━━━━━ TEXTAUSSCHNITT ━━━━━

Auch in der Legionärsaffäre wurde es für Konsul Lüderitz zum Problem, dass seine Regierung in Berlin kein Interesse an einer Eskalation hatte. Nach dem Bombardement von Casablanca hatten die Franzosen größere Truppeneinheiten zur „Pazifizierung“ des Hinterlandes stationiert, darunter zwei Regimenter der Fremdenlegion. Diese sollen zu 45 % aus Elsass-Lothringern und 12 % aus Deutschen bestanden haben, zusammen 500 bis 600 Mann. Könnten diese zur Desertion verleitet werden, würde das die militärische Stärke der Franzosen empfindlich beeinträchtigen und ihrem Image schaden. Nach französischen Angaben wurden von August 1907 bis September 1908 217 Fälle von Desertion gezählt, darunter etwa die Hälfte von Deutschen. Es war eine der größten Massenfluchten in der Geschichte der Legion.

Erdacht und organisiert wurde das Ganze von dem Journalisten Heinrich Sievers, der Spanien-Korrespondent verschiedener Zeitungen und Nachrichtenagenturen war. Die Legionäre wurden in Bars und Cafés angesprochen, versteckt und in kleinen Gruppen nach Rabat geschleust, von wo sie mit deutschen Dampfern nach Deutschland gebracht wurden.

Die Deutsche Marokko-Zeitung berichtete fast wöchentlich triumphierend über die Zahl der Heimgeschafften und rief die Deutschen in Marokko auf, Geld und Kleidung zu spenden, was diese aus patriotischer Selbstverpflichtung auch taten. Die Franzosen konnten dieser Entwicklung nicht tatenlos zusehen und versuchten, vorübergehend mit Erfolg, den Weg nach Rabat zu versperren.

━━━━━

ARBEITSAUFTRAG:
Schreiben Sie den Teil des Textausschnitts über die Legionärsaffäre, der mit den Worten „Erdacht und organisiert“ beginnt und mit „Rabat zu versperren.“ endet, erneut nieder. Setzen Sie dabei „Schiffen“ an die Stelle von „Dampfern“.

━━━━━ GEGEBENE DATEN ━━━━━

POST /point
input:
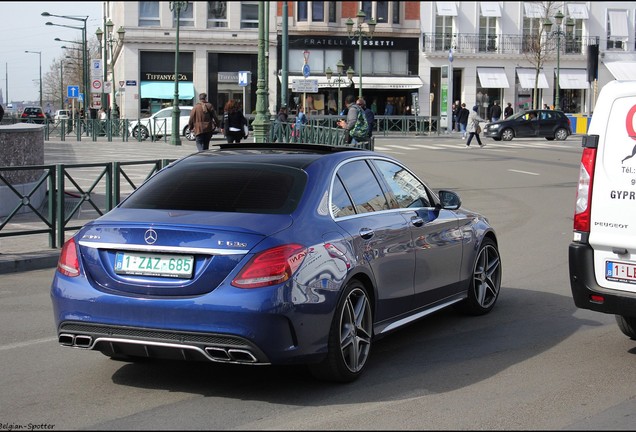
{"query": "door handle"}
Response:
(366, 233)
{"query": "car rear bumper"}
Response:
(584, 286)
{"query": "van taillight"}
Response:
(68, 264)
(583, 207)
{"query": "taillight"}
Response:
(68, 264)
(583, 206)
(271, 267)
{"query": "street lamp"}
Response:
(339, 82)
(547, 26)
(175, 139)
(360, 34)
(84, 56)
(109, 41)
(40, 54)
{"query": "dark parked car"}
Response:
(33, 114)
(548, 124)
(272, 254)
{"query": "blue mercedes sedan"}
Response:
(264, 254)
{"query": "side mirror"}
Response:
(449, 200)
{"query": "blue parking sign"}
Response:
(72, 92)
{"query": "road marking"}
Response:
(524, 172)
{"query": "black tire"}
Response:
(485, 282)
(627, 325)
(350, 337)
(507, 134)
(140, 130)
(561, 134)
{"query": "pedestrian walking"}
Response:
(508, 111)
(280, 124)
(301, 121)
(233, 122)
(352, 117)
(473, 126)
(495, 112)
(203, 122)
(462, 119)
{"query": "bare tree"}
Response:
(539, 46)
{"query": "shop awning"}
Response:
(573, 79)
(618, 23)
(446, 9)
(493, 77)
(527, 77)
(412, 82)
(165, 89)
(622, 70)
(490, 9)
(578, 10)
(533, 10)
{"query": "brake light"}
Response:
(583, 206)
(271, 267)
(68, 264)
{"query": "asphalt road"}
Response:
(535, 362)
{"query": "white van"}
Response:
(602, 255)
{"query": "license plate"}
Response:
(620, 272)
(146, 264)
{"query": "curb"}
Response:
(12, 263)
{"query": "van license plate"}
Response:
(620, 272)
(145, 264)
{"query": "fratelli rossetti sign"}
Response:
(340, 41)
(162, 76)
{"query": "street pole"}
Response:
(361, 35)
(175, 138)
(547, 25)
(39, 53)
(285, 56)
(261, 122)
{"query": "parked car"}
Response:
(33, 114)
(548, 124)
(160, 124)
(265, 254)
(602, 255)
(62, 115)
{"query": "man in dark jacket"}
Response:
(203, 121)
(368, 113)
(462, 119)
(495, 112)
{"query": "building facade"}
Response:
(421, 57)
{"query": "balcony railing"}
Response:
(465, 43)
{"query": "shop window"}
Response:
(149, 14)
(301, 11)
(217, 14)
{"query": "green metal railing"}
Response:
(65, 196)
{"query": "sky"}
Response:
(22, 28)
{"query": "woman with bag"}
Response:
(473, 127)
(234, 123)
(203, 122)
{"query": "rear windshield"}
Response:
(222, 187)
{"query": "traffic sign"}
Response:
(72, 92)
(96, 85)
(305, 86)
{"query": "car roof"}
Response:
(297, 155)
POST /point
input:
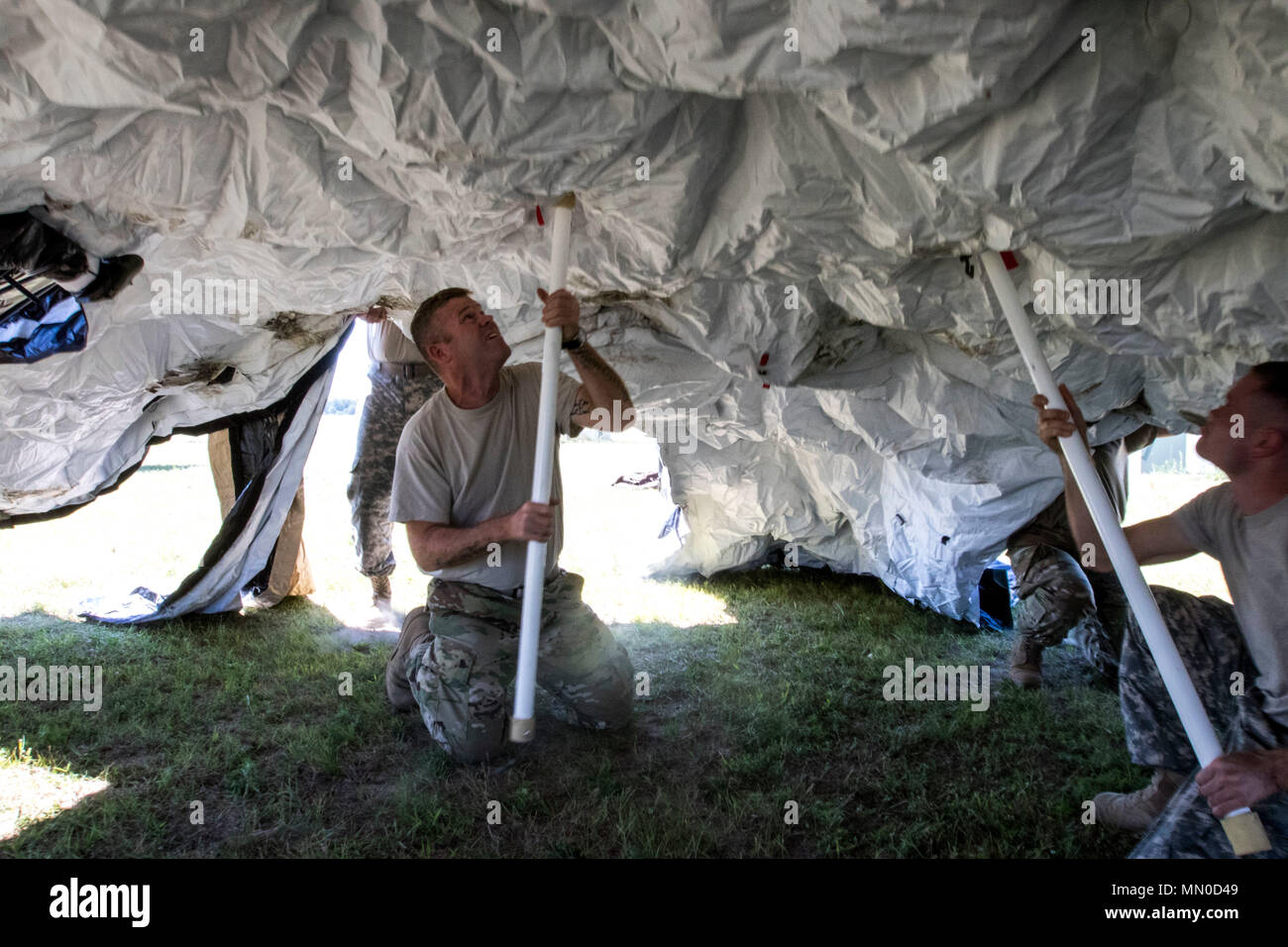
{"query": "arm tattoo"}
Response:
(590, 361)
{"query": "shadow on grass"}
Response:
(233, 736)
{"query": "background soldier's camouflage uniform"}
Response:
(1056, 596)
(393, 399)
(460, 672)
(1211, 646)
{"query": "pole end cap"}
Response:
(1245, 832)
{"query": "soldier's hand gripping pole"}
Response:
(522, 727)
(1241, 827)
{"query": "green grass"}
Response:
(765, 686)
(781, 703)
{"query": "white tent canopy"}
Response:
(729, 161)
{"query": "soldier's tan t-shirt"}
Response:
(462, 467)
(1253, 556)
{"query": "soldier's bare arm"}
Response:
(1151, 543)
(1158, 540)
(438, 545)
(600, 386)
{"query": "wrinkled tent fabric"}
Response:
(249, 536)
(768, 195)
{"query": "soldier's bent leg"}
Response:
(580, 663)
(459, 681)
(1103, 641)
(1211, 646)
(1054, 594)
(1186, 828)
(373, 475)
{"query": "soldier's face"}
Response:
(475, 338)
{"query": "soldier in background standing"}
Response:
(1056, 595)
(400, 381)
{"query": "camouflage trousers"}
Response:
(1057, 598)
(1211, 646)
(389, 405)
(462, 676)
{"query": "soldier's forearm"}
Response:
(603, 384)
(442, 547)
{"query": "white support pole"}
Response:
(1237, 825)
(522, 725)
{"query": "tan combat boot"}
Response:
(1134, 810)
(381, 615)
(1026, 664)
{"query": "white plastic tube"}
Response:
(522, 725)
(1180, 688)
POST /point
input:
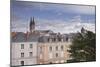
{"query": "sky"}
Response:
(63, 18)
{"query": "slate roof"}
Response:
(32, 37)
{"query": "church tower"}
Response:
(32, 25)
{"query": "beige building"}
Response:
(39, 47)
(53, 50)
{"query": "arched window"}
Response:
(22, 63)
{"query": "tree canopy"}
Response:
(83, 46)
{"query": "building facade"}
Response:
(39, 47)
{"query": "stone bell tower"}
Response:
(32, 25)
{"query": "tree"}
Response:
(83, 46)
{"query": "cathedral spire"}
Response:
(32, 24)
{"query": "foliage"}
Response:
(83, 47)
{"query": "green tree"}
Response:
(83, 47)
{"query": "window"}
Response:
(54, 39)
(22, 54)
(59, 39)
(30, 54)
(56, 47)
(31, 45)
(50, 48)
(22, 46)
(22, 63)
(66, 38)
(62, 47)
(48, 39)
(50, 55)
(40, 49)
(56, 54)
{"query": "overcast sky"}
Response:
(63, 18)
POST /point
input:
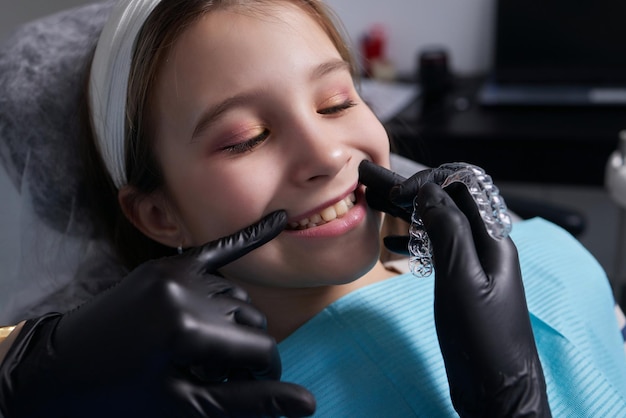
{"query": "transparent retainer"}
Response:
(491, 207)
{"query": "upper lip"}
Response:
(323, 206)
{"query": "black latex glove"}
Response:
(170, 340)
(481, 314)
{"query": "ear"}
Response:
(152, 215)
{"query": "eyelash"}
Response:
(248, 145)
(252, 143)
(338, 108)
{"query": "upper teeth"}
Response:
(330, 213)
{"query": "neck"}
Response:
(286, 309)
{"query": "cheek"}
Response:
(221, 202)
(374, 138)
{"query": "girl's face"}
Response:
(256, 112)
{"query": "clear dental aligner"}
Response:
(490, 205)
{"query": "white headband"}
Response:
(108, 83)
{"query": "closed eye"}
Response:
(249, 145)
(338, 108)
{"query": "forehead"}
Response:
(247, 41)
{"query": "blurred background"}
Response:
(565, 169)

━━━━━

LÖSUNG:
Erdacht und organisiert wurde das Ganze von dem Journalisten Heinrich Sievers, der Spanien-Korrespondent verschiedener Zeitungen und Nachrichtenagenturen war. Die Legionäre wurden in Bars und Cafés angesprochen, versteckt und in kleinen Gruppen nach Rabat geschleust, von wo sie mit deutschen Schiffen nach Deutschland gebracht wurden.

Die Deutsche Marokko-Zeitung berichtete fast wöchentlich triumphierend über die Zahl der Heimgeschafften und rief die Deutschen in Marokko auf, Geld und Kleidung zu spenden, was diese aus patriotischer Selbstverpflichtung auch taten. Die Franzosen konnten dieser Entwicklung nicht tatenlos zusehen und versuchten, vorübergehend mit Erfolg, den Weg nach Rabat zu versperren.